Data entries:
--------------------------------
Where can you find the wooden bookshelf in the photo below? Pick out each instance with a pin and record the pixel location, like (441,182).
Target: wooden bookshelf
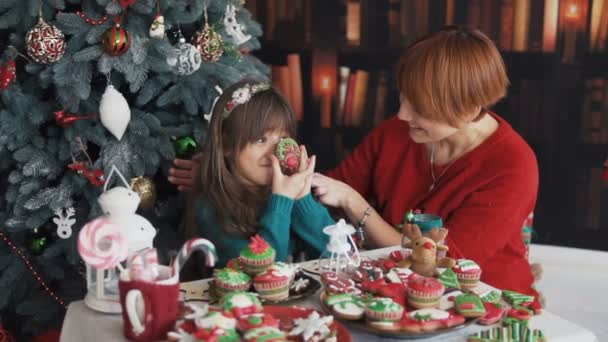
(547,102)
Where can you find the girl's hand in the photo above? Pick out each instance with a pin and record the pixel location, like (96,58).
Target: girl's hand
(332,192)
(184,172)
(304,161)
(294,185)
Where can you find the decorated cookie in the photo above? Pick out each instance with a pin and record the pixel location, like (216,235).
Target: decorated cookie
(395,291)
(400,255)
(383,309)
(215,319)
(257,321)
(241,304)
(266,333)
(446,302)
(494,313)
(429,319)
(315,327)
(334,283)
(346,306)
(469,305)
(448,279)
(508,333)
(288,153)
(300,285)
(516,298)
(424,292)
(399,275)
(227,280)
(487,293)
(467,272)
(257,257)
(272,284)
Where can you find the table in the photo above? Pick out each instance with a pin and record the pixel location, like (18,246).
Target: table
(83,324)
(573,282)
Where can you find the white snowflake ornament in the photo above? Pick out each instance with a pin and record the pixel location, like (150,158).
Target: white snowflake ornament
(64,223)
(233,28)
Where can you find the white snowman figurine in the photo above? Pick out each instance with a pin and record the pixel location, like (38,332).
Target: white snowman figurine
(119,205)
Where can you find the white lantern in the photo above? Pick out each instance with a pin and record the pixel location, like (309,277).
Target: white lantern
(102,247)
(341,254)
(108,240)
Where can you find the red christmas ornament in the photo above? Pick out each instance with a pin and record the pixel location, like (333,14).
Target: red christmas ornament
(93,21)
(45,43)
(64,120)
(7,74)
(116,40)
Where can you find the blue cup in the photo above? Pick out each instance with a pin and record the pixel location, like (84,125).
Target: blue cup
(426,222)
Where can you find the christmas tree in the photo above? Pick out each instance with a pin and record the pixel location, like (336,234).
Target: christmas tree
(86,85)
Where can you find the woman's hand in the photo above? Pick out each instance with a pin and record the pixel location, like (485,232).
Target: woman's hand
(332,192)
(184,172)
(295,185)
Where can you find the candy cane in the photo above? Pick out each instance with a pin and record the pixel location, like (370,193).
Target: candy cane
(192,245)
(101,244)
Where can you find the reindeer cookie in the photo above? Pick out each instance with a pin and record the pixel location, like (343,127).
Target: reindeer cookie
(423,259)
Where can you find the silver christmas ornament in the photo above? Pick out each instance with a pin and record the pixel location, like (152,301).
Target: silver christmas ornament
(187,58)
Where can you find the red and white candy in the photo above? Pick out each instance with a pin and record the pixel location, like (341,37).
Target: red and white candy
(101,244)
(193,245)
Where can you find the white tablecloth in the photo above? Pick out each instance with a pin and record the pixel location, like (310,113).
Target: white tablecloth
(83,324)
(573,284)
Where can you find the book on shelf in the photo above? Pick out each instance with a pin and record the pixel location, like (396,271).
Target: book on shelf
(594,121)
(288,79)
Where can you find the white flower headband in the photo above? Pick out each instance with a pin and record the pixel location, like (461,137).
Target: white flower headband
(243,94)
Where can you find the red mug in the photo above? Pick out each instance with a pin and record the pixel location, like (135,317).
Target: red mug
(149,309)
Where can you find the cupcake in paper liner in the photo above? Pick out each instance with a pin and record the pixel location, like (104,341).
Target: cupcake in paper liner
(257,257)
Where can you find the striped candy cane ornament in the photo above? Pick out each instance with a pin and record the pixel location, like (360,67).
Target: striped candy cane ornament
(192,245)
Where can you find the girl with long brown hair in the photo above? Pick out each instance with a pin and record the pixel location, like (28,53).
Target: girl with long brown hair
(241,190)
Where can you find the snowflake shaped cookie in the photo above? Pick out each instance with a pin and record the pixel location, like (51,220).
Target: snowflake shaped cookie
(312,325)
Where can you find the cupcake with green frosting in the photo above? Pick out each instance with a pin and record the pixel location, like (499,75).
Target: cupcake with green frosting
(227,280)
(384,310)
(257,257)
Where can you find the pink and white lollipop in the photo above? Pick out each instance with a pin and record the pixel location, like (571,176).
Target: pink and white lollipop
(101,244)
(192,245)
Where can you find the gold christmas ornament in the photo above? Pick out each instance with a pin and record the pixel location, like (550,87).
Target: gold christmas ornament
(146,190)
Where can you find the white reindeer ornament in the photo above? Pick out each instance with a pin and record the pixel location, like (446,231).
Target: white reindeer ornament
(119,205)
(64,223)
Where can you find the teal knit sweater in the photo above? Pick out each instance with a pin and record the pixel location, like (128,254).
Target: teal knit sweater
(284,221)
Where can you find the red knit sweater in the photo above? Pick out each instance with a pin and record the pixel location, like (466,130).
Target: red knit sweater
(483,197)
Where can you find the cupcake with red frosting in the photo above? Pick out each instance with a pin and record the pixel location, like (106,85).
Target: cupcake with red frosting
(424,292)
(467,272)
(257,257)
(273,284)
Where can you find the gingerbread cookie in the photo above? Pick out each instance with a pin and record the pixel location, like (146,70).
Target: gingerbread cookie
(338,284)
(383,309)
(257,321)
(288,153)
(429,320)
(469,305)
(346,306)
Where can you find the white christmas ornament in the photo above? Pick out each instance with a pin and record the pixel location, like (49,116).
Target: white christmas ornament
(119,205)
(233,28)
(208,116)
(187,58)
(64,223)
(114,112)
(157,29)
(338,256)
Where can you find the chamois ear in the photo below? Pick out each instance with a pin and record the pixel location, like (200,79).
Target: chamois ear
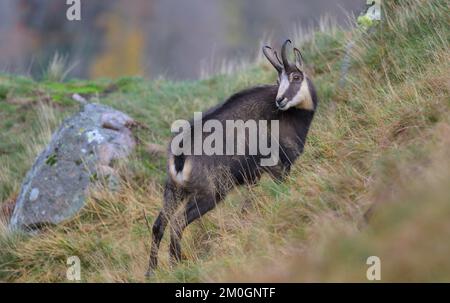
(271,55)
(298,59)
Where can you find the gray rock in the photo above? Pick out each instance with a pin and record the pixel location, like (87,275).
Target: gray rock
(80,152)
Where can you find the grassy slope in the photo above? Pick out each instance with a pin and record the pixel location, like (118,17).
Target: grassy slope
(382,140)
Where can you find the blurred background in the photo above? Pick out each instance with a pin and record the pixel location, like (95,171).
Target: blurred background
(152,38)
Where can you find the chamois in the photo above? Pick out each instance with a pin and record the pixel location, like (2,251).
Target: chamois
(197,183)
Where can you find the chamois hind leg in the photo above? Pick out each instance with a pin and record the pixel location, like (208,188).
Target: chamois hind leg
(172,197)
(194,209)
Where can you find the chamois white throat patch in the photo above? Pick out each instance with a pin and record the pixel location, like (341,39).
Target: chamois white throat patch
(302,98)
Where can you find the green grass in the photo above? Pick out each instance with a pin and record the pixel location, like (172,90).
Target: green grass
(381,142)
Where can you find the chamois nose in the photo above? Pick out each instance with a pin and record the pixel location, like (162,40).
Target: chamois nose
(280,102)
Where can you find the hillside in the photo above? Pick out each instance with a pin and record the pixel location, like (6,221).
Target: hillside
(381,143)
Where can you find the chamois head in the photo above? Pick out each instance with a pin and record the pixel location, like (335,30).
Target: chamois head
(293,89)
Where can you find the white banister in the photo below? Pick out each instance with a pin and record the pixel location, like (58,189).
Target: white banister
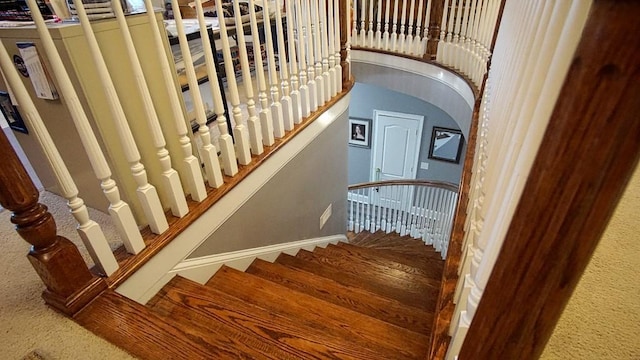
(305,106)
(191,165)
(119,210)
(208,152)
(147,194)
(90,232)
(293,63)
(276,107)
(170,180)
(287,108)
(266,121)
--------------------------------
All lines from the one containing "Where can you find the chamois ear" through the end of the entries, both ends included, should be written out exactly, with no pictures.

◆ **RESULT OF THE EXERCISE**:
Where can you find the chamois ear in the photo below? Pick out each instance with a pin and record the pixel location, like (200,79).
Target: chamois ear
(271,55)
(298,59)
Where can you find the gray rock in the photo above? Pick out each instance with a pin and record the pixel location, like (87,275).
Target: gray rock
(80,152)
Where can you find the grassy slope in the photo above? Pick out each instance with a pin and record the pixel location, like (118,17).
Target: grassy slope
(382,140)
Where can you find the blurred background in the photo above? Pick out each instance with a pin and record the pixel location, like (95,171).
Target: blurred background
(152,38)
Where can you find the chamois in the photo above? Pick out each instance with a pin and record the pixel location, like (2,251).
Target: chamois
(197,183)
Where can you find the chamois hind leg in the photo above? Pick out each instance with a pin and record the pixel location, like (208,188).
Target: chamois hind leg
(172,197)
(194,209)
Where can you find the chamois white throat patch in the photo above? Pick out each instance with a pin and record the pixel location, like (341,39).
Target: chamois white throat patch
(302,98)
Where can you find the green grass in the photo above? Pick out each instance with a pin and record the pixel location, like (172,90).
Target: green grass
(381,142)
Where can you find the chamois nose in the photo above? Pick out each instance with a pin and record the pixel location, like (162,40).
Target: chamois nose
(280,102)
Where can you find the hillside in the photo above? Pick out each instance with a pin and record the pixel location, like (6,221).
Target: hillside
(381,143)
Where can you find the chamois head in the photo above? Pick out each instance with a pin and record the pixel location, like (335,30).
Target: chamois head
(293,89)
Where can you find the white banister in the photo below? Pick out each instance with a pin and record the pixel location, like (58,189).
Target: white banister
(305,106)
(191,165)
(119,210)
(208,152)
(147,194)
(90,232)
(293,63)
(276,107)
(170,180)
(287,108)
(266,121)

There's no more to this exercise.